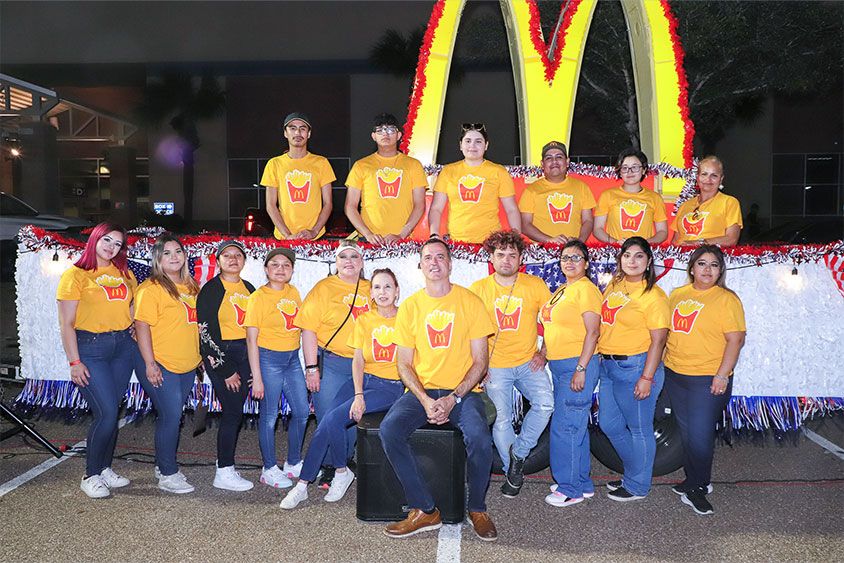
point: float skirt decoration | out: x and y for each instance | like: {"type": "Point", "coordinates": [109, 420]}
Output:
{"type": "Point", "coordinates": [790, 369]}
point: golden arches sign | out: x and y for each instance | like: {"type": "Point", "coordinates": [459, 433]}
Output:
{"type": "Point", "coordinates": [546, 86]}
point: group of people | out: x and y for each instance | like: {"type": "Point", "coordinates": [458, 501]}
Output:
{"type": "Point", "coordinates": [385, 195]}
{"type": "Point", "coordinates": [430, 359]}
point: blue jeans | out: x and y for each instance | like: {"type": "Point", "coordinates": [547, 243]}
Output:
{"type": "Point", "coordinates": [336, 374]}
{"type": "Point", "coordinates": [169, 402]}
{"type": "Point", "coordinates": [109, 357]}
{"type": "Point", "coordinates": [570, 458]}
{"type": "Point", "coordinates": [406, 415]}
{"type": "Point", "coordinates": [536, 388]}
{"type": "Point", "coordinates": [329, 441]}
{"type": "Point", "coordinates": [629, 422]}
{"type": "Point", "coordinates": [697, 412]}
{"type": "Point", "coordinates": [281, 372]}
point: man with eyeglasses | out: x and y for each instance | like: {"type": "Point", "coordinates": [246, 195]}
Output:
{"type": "Point", "coordinates": [388, 186]}
{"type": "Point", "coordinates": [557, 208]}
{"type": "Point", "coordinates": [298, 185]}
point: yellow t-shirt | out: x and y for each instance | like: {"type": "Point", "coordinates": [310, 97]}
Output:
{"type": "Point", "coordinates": [232, 312]}
{"type": "Point", "coordinates": [556, 208]}
{"type": "Point", "coordinates": [514, 316]}
{"type": "Point", "coordinates": [562, 318]}
{"type": "Point", "coordinates": [327, 305]}
{"type": "Point", "coordinates": [473, 193]}
{"type": "Point", "coordinates": [175, 338]}
{"type": "Point", "coordinates": [628, 314]}
{"type": "Point", "coordinates": [386, 186]}
{"type": "Point", "coordinates": [104, 297]}
{"type": "Point", "coordinates": [439, 330]}
{"type": "Point", "coordinates": [710, 219]}
{"type": "Point", "coordinates": [699, 320]}
{"type": "Point", "coordinates": [299, 182]}
{"type": "Point", "coordinates": [273, 313]}
{"type": "Point", "coordinates": [374, 335]}
{"type": "Point", "coordinates": [629, 214]}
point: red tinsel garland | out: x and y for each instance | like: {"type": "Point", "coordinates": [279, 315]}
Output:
{"type": "Point", "coordinates": [551, 65]}
{"type": "Point", "coordinates": [421, 80]}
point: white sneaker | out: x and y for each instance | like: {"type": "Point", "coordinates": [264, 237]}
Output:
{"type": "Point", "coordinates": [112, 479]}
{"type": "Point", "coordinates": [339, 485]}
{"type": "Point", "coordinates": [175, 483]}
{"type": "Point", "coordinates": [293, 471]}
{"type": "Point", "coordinates": [294, 497]}
{"type": "Point", "coordinates": [229, 479]}
{"type": "Point", "coordinates": [275, 477]}
{"type": "Point", "coordinates": [95, 487]}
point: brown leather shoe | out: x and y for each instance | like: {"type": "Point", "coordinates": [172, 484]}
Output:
{"type": "Point", "coordinates": [483, 526]}
{"type": "Point", "coordinates": [416, 521]}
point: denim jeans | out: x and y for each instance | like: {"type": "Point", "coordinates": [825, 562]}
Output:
{"type": "Point", "coordinates": [570, 458]}
{"type": "Point", "coordinates": [329, 441]}
{"type": "Point", "coordinates": [169, 402]}
{"type": "Point", "coordinates": [406, 415]}
{"type": "Point", "coordinates": [629, 422]}
{"type": "Point", "coordinates": [281, 372]}
{"type": "Point", "coordinates": [697, 411]}
{"type": "Point", "coordinates": [535, 386]}
{"type": "Point", "coordinates": [231, 402]}
{"type": "Point", "coordinates": [337, 372]}
{"type": "Point", "coordinates": [109, 357]}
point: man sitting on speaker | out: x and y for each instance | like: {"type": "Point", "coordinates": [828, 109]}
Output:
{"type": "Point", "coordinates": [441, 333]}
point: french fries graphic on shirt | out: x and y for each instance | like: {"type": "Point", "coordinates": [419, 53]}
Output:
{"type": "Point", "coordinates": [389, 181]}
{"type": "Point", "coordinates": [614, 302]}
{"type": "Point", "coordinates": [115, 288]}
{"type": "Point", "coordinates": [684, 315]}
{"type": "Point", "coordinates": [439, 326]}
{"type": "Point", "coordinates": [470, 187]}
{"type": "Point", "coordinates": [631, 213]}
{"type": "Point", "coordinates": [383, 344]}
{"type": "Point", "coordinates": [298, 185]}
{"type": "Point", "coordinates": [560, 206]}
{"type": "Point", "coordinates": [288, 309]}
{"type": "Point", "coordinates": [508, 314]}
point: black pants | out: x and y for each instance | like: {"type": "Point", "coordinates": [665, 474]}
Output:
{"type": "Point", "coordinates": [697, 412]}
{"type": "Point", "coordinates": [231, 402]}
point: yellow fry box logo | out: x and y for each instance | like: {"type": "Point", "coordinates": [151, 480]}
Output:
{"type": "Point", "coordinates": [383, 345]}
{"type": "Point", "coordinates": [469, 188]}
{"type": "Point", "coordinates": [189, 302]}
{"type": "Point", "coordinates": [439, 326]}
{"type": "Point", "coordinates": [298, 186]}
{"type": "Point", "coordinates": [560, 206]}
{"type": "Point", "coordinates": [631, 214]}
{"type": "Point", "coordinates": [508, 314]}
{"type": "Point", "coordinates": [115, 288]}
{"type": "Point", "coordinates": [238, 301]}
{"type": "Point", "coordinates": [694, 222]}
{"type": "Point", "coordinates": [389, 182]}
{"type": "Point", "coordinates": [288, 309]}
{"type": "Point", "coordinates": [614, 302]}
{"type": "Point", "coordinates": [684, 315]}
{"type": "Point", "coordinates": [360, 306]}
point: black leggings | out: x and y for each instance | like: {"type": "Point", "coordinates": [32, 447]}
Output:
{"type": "Point", "coordinates": [231, 402]}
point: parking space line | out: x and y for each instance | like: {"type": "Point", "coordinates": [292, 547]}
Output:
{"type": "Point", "coordinates": [448, 543]}
{"type": "Point", "coordinates": [24, 478]}
{"type": "Point", "coordinates": [832, 448]}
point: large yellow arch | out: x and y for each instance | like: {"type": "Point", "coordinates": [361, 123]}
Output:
{"type": "Point", "coordinates": [546, 96]}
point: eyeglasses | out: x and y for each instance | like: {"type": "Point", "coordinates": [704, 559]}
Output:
{"type": "Point", "coordinates": [473, 127]}
{"type": "Point", "coordinates": [386, 129]}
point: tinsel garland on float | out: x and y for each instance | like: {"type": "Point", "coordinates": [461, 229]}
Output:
{"type": "Point", "coordinates": [758, 404]}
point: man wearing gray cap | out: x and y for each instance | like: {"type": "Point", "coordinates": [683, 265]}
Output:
{"type": "Point", "coordinates": [298, 185]}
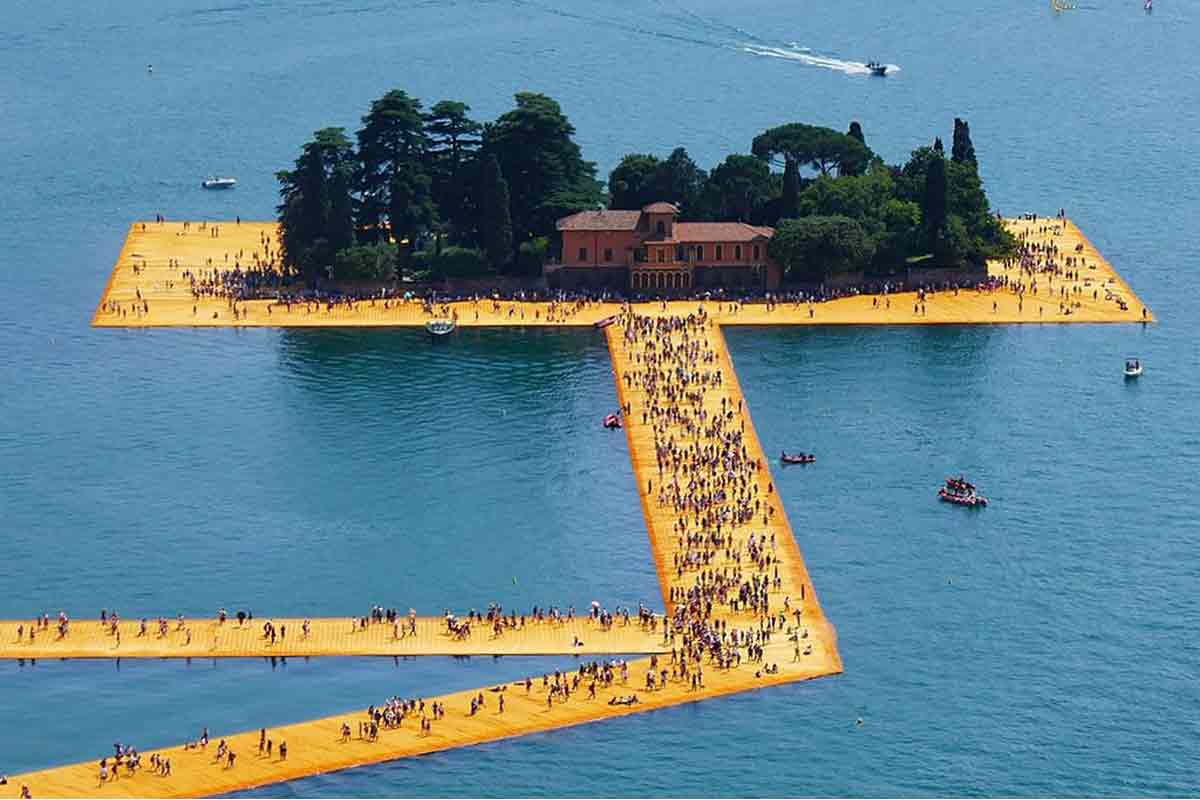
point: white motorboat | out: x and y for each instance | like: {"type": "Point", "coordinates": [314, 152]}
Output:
{"type": "Point", "coordinates": [439, 326]}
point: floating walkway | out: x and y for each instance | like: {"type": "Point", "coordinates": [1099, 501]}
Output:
{"type": "Point", "coordinates": [327, 637]}
{"type": "Point", "coordinates": [803, 645]}
{"type": "Point", "coordinates": [150, 287]}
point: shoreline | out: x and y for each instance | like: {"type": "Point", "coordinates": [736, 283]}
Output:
{"type": "Point", "coordinates": [148, 274]}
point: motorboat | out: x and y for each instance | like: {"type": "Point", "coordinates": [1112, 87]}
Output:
{"type": "Point", "coordinates": [437, 328]}
{"type": "Point", "coordinates": [970, 500]}
{"type": "Point", "coordinates": [961, 492]}
{"type": "Point", "coordinates": [959, 483]}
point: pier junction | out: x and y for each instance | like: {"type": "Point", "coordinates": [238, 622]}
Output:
{"type": "Point", "coordinates": [739, 611]}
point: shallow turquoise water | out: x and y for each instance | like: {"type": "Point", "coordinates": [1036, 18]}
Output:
{"type": "Point", "coordinates": [1039, 648]}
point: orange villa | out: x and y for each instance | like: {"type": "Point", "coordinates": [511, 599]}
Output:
{"type": "Point", "coordinates": [651, 251]}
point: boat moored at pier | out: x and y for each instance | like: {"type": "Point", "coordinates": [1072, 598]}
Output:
{"type": "Point", "coordinates": [439, 328]}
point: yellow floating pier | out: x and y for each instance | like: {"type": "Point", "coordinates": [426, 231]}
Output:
{"type": "Point", "coordinates": [150, 287]}
{"type": "Point", "coordinates": [781, 636]}
{"type": "Point", "coordinates": [793, 651]}
{"type": "Point", "coordinates": [327, 637]}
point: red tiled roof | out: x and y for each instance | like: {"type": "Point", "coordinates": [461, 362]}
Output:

- - - - -

TASK BRIEF: Quote exactly what appears from the line containing "point: shoreline |" through the final line of the listing above, including both of those lines.

CORRECT ANSWER:
point: shoreline | out: x and y for each instance | like: {"type": "Point", "coordinates": [736, 283]}
Output:
{"type": "Point", "coordinates": [148, 274]}
point: motorboat | out: x and y for each instance | like: {"type": "Point", "coordinates": [1112, 87]}
Output:
{"type": "Point", "coordinates": [437, 328]}
{"type": "Point", "coordinates": [970, 500]}
{"type": "Point", "coordinates": [961, 492]}
{"type": "Point", "coordinates": [959, 483]}
point: pier junction | out: x and y for each instance | like: {"type": "Point", "coordinates": [238, 622]}
Output:
{"type": "Point", "coordinates": [739, 611]}
point: shallow turquoise water | out: x and y for each instance | like: {"type": "Point", "coordinates": [1036, 18]}
Output:
{"type": "Point", "coordinates": [1039, 648]}
point: orange villa | out: x and y for each instance | like: {"type": "Point", "coordinates": [511, 599]}
Output:
{"type": "Point", "coordinates": [651, 251]}
point: boat moored at pier | out: x and y for each instance | like: {"type": "Point", "coordinates": [1072, 598]}
Output:
{"type": "Point", "coordinates": [439, 328]}
point: yellow floating pier | out: x and y for each instance | like: {"type": "Point", "coordinates": [426, 231]}
Output:
{"type": "Point", "coordinates": [150, 287]}
{"type": "Point", "coordinates": [781, 636]}
{"type": "Point", "coordinates": [793, 651]}
{"type": "Point", "coordinates": [327, 637]}
point: red tiled roof | out: x and y for each instance | like: {"type": "Point", "coordinates": [461, 362]}
Output:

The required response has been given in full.